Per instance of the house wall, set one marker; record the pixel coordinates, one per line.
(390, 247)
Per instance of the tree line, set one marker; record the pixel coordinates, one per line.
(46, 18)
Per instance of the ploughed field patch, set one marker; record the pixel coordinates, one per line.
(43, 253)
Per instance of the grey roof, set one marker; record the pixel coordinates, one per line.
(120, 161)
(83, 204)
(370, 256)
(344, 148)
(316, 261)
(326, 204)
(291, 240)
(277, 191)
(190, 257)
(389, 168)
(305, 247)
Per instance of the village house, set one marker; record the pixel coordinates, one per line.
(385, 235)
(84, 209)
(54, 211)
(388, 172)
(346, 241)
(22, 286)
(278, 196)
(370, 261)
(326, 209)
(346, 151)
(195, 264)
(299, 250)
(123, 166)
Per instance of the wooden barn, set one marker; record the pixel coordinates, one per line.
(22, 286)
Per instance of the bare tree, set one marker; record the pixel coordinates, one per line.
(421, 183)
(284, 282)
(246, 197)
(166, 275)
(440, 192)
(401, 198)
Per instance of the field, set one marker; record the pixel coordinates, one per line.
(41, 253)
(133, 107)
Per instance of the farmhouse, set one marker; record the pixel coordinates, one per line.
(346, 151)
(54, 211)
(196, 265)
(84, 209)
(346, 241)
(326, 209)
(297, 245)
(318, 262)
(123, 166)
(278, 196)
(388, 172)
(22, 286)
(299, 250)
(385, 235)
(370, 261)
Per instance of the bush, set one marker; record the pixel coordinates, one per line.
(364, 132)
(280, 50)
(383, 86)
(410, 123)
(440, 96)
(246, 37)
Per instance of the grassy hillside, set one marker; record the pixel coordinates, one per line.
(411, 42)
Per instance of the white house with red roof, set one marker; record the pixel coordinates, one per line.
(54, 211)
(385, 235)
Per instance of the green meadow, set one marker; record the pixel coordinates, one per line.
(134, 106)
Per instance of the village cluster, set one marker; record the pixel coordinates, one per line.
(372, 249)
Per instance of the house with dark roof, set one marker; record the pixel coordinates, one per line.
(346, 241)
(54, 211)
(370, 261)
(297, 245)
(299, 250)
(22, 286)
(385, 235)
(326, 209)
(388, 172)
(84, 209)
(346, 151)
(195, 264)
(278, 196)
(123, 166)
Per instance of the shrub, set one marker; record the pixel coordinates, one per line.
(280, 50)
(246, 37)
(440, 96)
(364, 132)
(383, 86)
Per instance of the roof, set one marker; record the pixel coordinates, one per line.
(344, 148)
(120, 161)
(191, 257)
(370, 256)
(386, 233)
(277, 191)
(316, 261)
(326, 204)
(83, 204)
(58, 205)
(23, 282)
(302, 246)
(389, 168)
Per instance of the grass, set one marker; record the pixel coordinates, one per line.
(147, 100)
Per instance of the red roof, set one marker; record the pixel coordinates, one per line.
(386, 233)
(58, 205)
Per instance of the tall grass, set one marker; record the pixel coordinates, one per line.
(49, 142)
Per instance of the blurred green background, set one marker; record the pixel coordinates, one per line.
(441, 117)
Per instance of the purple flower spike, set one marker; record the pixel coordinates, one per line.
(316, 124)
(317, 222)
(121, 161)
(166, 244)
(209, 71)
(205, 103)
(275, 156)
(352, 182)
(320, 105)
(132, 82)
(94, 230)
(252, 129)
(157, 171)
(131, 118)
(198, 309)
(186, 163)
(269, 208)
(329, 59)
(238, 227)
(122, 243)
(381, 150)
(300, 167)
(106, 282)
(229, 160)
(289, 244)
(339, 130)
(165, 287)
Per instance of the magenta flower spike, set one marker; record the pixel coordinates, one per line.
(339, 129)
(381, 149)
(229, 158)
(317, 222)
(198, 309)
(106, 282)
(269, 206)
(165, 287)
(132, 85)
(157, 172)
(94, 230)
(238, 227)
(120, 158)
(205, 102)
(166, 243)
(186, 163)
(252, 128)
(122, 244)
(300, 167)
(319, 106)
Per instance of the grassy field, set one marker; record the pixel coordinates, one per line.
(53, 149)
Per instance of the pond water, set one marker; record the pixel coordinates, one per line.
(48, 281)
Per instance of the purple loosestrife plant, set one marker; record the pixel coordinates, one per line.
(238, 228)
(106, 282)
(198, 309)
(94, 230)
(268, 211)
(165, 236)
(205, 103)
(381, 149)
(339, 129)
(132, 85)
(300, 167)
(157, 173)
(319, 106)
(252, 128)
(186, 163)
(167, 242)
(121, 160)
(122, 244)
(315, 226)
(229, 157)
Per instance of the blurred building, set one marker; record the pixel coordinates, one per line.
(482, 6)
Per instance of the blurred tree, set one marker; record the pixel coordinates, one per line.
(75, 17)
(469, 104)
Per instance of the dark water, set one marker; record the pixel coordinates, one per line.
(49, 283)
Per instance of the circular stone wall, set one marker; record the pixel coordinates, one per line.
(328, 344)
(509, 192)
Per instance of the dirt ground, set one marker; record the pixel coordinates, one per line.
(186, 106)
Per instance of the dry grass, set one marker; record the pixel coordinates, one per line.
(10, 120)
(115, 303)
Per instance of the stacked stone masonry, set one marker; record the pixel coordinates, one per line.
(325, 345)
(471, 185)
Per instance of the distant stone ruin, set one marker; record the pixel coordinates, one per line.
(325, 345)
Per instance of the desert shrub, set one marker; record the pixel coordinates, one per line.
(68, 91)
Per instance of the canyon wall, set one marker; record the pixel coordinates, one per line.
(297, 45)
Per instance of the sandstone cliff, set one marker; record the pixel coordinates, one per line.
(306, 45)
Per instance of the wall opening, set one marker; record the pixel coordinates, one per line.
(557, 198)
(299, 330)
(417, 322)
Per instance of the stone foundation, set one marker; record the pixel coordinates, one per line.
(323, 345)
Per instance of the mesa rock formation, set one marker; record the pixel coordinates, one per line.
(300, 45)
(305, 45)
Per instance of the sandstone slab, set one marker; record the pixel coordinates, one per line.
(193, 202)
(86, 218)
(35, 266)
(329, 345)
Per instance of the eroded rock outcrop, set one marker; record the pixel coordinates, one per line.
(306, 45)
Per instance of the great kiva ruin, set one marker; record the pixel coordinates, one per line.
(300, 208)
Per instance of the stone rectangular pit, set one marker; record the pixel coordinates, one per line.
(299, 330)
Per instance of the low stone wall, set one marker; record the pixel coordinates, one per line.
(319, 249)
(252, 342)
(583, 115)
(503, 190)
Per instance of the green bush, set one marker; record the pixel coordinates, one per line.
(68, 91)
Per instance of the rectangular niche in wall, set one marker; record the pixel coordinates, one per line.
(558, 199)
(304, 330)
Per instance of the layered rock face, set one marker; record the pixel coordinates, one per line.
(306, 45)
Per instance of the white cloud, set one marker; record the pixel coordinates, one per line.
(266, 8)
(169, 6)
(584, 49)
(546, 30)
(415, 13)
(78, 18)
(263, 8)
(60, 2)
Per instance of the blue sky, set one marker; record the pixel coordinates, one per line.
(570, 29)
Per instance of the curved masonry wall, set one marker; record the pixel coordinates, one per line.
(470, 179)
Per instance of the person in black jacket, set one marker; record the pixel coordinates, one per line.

_What you are asked to do_
Extract each line of the material exactly as it stands.

_Exercise answer_
Per instance of the house wall, set one marker; record the pixel coordinates, one per line.
(390, 247)
Per instance of the tree line, set one marker; record the pixel coordinates, one per line.
(46, 18)
Per instance of the ploughed field patch, set one marker; record the pixel coordinates, one per line.
(43, 253)
Per instance of the grey roof, set one marker; record the pixel coordinates, one per line.
(120, 161)
(83, 204)
(370, 256)
(344, 148)
(316, 261)
(326, 204)
(291, 240)
(277, 191)
(190, 257)
(389, 168)
(305, 247)
Per instance of the village house, set one marker; record the pixel coordinates, one per line.
(385, 235)
(84, 209)
(54, 211)
(388, 172)
(346, 241)
(22, 286)
(278, 196)
(370, 261)
(326, 209)
(346, 151)
(195, 264)
(299, 250)
(123, 166)
Per instance of the wooden barn, set one marker; record the pixel coordinates, one per line.
(22, 286)
Per instance of the bare tree, set one marker; record the pixel coordinates, one per line.
(421, 183)
(284, 282)
(246, 197)
(166, 275)
(440, 192)
(401, 198)
Per instance of the field, set one marker; record the pixel coordinates, one per line.
(41, 253)
(133, 107)
Per instance of the farmhouse, set one marker; record the pixel coordinates, one per line.
(346, 151)
(54, 211)
(196, 265)
(84, 209)
(346, 241)
(326, 209)
(297, 245)
(318, 262)
(123, 166)
(278, 196)
(388, 172)
(22, 286)
(299, 250)
(385, 235)
(370, 261)
Per instance of the bush, set one marker; record the pixel coordinates, one per line.
(364, 132)
(280, 50)
(383, 86)
(410, 123)
(440, 96)
(246, 37)
Per instance of the grassy hillside, set one marker; record the pixel coordinates, one per line.
(411, 42)
Per instance of the white house with red roof, set one marker; record the pixel coordinates, one per line.
(54, 211)
(385, 235)
Per instance of the green meadow, set one marker; record the pixel coordinates, one per line.
(134, 106)
Per instance of the village cluster, set one marker; record the pixel coordinates, one per line.
(372, 249)
Per instance of the house with dark roof, set one marker; record the pixel coordinates, one per line.
(346, 241)
(54, 211)
(370, 261)
(297, 245)
(299, 250)
(22, 286)
(385, 235)
(326, 209)
(388, 172)
(84, 209)
(346, 151)
(195, 264)
(278, 196)
(123, 166)
Per instance of the shrub, set one marker; record the pixel coordinates, one per line.
(280, 50)
(246, 37)
(440, 96)
(364, 132)
(383, 86)
Per instance of the roof, set one marker; record the pixel coordinates, one per line.
(344, 148)
(120, 161)
(191, 257)
(370, 256)
(386, 233)
(277, 191)
(316, 261)
(326, 204)
(83, 204)
(58, 205)
(23, 282)
(302, 246)
(389, 168)
Per instance of the grass, set one marker; record the pixel coordinates, one per line.
(147, 100)
Per instance of the red roof, set one marker; record the pixel coordinates, one per line.
(386, 233)
(58, 205)
Per instance of the tall grass, set one marker; record the pixel coordinates, one per line.
(49, 142)
Per instance of the blurred green background, set one marker; record the pixel coordinates, one per line.
(441, 117)
Per instance of the purple flower spike, set one marker; record the pixel coordinates, one per line.
(316, 124)
(317, 222)
(121, 161)
(166, 244)
(209, 71)
(205, 103)
(275, 156)
(352, 182)
(320, 105)
(132, 82)
(94, 230)
(252, 129)
(157, 171)
(131, 118)
(198, 309)
(186, 163)
(269, 208)
(329, 59)
(238, 227)
(122, 243)
(381, 150)
(300, 167)
(106, 282)
(229, 160)
(289, 244)
(339, 130)
(165, 287)
Per instance of the magenta flower spike, set one marker; record the pixel coordinates, one per line.
(339, 129)
(381, 149)
(229, 158)
(317, 222)
(198, 309)
(106, 282)
(269, 206)
(165, 287)
(132, 85)
(157, 172)
(94, 230)
(238, 227)
(120, 158)
(205, 102)
(166, 243)
(186, 163)
(252, 128)
(122, 244)
(300, 167)
(319, 106)
Per instance of the grassy field, set one marker; record the pixel coordinates, one per line.
(53, 149)
Per instance of the pond water, set one marker; record the pixel coordinates, one per line.
(48, 281)
Per instance of the purple loosestrife plant, set one marker; record the pixel coordinates, one per line.
(238, 228)
(106, 282)
(198, 309)
(94, 230)
(268, 211)
(165, 236)
(205, 103)
(381, 149)
(339, 129)
(132, 85)
(300, 167)
(157, 173)
(319, 106)
(252, 128)
(186, 163)
(167, 242)
(121, 160)
(122, 244)
(315, 226)
(229, 157)
Per instance of the blurred building, set one marker; record the pixel coordinates, one per line.
(482, 6)
Per instance of the blurred tree, set one marker; record the pixel coordinates, one per line.
(75, 17)
(469, 104)
Per instance of the dark water, set one marker; record the pixel coordinates, one per line.
(49, 283)
Per instance of the circular stone wall, set one marker; record the pixel coordinates, one per line.
(328, 344)
(509, 192)
Per instance of the dirt ground, set one marker; record the pixel coordinates, one per line.
(186, 106)
Per instance of the dry grass, set one marker; record the pixel coordinates, one per line.
(10, 120)
(115, 303)
Per instance of the stacked stone masonry, set one marker; record the pixel coordinates, one per line.
(325, 345)
(471, 185)
Per instance of the distant stone ruin, set one marker; record the pixel coordinates, one per line.
(325, 345)
Per instance of the desert shrub, set one marker; record the pixel coordinates, one per line.
(68, 91)
Per instance of the canyon wall, set one marker; record the pixel coordinates, one per line.
(297, 45)
Per instance of the sandstone cliff, set one marker; record the pixel coordinates, one per line.
(306, 45)
Per instance of the wall opening, set one marker; record the pixel coordinates, one per line.
(557, 198)
(299, 330)
(417, 322)
Per instance of the stone foundation, set one marker; record the pixel coordinates, one per line.
(323, 345)
Per instance of the mesa rock formation, set one marker; record the pixel coordinates, one per line.
(300, 45)
(305, 45)
Per instance of the sandstone slab, set one marker; record the pixel coordinates, one per line.
(193, 202)
(86, 218)
(35, 266)
(329, 345)
Per instance of the eroded rock outcrop, set one marker; record the pixel coordinates, one per line.
(306, 45)
Per instance of the great kiva ruin, set one marker; record the pixel coordinates, one per line.
(300, 208)
Per instance of the stone rectangular pit, set one marker; record the pixel coordinates, one per line.
(299, 330)
Per instance of the low stone wall, set one marker; record the pixel coordinates, one per line.
(319, 249)
(252, 342)
(583, 115)
(503, 190)
Per instance of the green bush, set one marker; record the pixel coordinates, one per line.
(68, 91)
Per instance of the rectangular niche in wall, set one marker; record the pixel coordinates, one per line.
(558, 199)
(304, 330)
Per instance of the layered rock face, set one marker; record the pixel coordinates, one per line.
(306, 45)
Per instance of the white cloud, set one marker; record the pixel coordinates, one per line.
(266, 8)
(169, 6)
(584, 49)
(546, 30)
(415, 13)
(78, 18)
(263, 8)
(60, 2)
Per instance of the blue sky, set one marker; record the pixel coordinates, one per line.
(570, 29)
Per instance of the curved masonry wall, set one marker; record the pixel coordinates, one per line.
(470, 179)
Per instance of the person in black jacket, set one marker; record the pixel coordinates, one per line.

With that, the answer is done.